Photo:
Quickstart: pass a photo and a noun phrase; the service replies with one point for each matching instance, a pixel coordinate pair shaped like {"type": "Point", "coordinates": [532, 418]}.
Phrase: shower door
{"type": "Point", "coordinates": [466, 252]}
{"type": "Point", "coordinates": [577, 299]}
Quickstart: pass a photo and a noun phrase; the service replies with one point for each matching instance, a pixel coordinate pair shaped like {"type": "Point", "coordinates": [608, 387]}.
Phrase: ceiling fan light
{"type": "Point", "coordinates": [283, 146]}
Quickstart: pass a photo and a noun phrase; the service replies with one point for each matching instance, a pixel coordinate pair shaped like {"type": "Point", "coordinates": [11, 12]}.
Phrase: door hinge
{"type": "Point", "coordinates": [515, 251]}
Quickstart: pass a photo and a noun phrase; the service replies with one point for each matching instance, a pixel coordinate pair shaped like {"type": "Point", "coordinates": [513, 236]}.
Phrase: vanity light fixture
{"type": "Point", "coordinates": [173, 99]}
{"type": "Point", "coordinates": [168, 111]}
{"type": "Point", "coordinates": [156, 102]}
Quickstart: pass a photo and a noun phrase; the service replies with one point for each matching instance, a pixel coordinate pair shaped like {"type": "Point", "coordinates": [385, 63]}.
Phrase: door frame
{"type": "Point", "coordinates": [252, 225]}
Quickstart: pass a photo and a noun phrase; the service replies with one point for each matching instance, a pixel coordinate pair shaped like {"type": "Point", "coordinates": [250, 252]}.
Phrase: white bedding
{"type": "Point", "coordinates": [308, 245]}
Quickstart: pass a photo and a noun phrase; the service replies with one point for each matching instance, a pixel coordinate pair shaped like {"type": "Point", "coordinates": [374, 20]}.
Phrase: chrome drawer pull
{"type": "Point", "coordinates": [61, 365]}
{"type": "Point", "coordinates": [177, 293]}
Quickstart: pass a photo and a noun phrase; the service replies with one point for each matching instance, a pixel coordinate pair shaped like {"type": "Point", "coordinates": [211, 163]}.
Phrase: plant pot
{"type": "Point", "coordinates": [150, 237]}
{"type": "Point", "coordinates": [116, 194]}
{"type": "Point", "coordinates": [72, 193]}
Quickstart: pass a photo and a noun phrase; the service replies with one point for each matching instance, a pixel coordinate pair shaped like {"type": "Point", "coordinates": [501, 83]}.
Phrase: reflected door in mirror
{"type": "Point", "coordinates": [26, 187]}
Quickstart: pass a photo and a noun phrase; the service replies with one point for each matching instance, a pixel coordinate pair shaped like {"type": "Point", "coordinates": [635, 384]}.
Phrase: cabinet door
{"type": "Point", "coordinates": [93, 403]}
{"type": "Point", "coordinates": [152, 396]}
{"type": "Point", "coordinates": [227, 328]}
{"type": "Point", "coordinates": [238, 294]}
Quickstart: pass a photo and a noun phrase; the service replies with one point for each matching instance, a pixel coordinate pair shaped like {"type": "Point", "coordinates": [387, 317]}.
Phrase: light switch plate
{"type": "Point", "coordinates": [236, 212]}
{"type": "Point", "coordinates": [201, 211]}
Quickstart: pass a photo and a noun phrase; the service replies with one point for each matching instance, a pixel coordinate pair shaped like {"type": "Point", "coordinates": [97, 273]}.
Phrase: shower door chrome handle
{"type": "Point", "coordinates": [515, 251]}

▶ **Problem details**
Would you please repeat all the entries exactly as written?

▶ **Solution to this task**
Photo:
Quickstart: pass a photo and a noun phrase; the service replies with one point for each matching instance, a pixel coordinate pair shaped like {"type": "Point", "coordinates": [532, 418]}.
Phrase: shower door
{"type": "Point", "coordinates": [466, 252]}
{"type": "Point", "coordinates": [577, 299]}
Quickstart: pass a photo and a noun phrase; the service replies with one point for each matching instance, a pixel coordinate pair shaped like {"type": "Point", "coordinates": [608, 387]}.
Phrase: ceiling fan light
{"type": "Point", "coordinates": [283, 146]}
Quickstart: pass a photo and a noun phrase; the service replies with one point for each matching instance, a pixel coordinate pair shaped like {"type": "Point", "coordinates": [11, 12]}.
Phrase: door hinge
{"type": "Point", "coordinates": [515, 251]}
Quickstart: pass a photo and a noun phrase; the service replies with one point for each matching instance, a pixel coordinate pair shaped like {"type": "Point", "coordinates": [513, 236]}.
Phrase: vanity light fixture
{"type": "Point", "coordinates": [173, 99]}
{"type": "Point", "coordinates": [168, 111]}
{"type": "Point", "coordinates": [156, 102]}
Quickstart: pass a photo and a noun phrase; the service replies with one point for each matching instance, a pixel coordinate pair shaped like {"type": "Point", "coordinates": [385, 63]}.
Phrase: door frame
{"type": "Point", "coordinates": [252, 225]}
Quickstart: pass a photo and a noun phrase; the service replies with one point for each matching instance, a pixel coordinate pair shaped like {"type": "Point", "coordinates": [250, 252]}.
Phrase: white bedding
{"type": "Point", "coordinates": [308, 245]}
Quickstart: pass a photo and a noun phrase; the service replies with one point for each matching instance, a pixel coordinate pair shaped like {"type": "Point", "coordinates": [374, 20]}.
Phrase: chrome drawer pull
{"type": "Point", "coordinates": [61, 365]}
{"type": "Point", "coordinates": [177, 293]}
Quickstart: pass a photo and a noun phrase; the service replies with one point for each matching instance, a pixel coordinate pair shaped like {"type": "Point", "coordinates": [211, 163]}.
Phrase: plant pot
{"type": "Point", "coordinates": [150, 237]}
{"type": "Point", "coordinates": [116, 194]}
{"type": "Point", "coordinates": [72, 193]}
Quickstart: pass a photo and a noun phrase; the service replies with one point for each matching instance, a pixel coordinate pair shaped like {"type": "Point", "coordinates": [501, 83]}.
Phrase: reflected door in mirror
{"type": "Point", "coordinates": [26, 187]}
Quickstart: pass a photo and a noun phrase; the service replies with one point for each matching instance, a pixel coordinate pair shaped like {"type": "Point", "coordinates": [635, 384]}.
Phrase: cabinet door
{"type": "Point", "coordinates": [93, 403]}
{"type": "Point", "coordinates": [152, 396]}
{"type": "Point", "coordinates": [227, 328]}
{"type": "Point", "coordinates": [238, 294]}
Quickstart: pass a photo and a noun phrase; the service replies with one point for each matching instance, a pixel coordinate pair shaped like {"type": "Point", "coordinates": [387, 317]}.
Phrase: light switch plate
{"type": "Point", "coordinates": [236, 212]}
{"type": "Point", "coordinates": [201, 211]}
Quickstart: pass a photo and a noun phrase; the service replies with one point for each matching instance, a pixel coordinate pair shaped like {"type": "Point", "coordinates": [97, 273]}.
Phrase: shower door chrome handle
{"type": "Point", "coordinates": [515, 251]}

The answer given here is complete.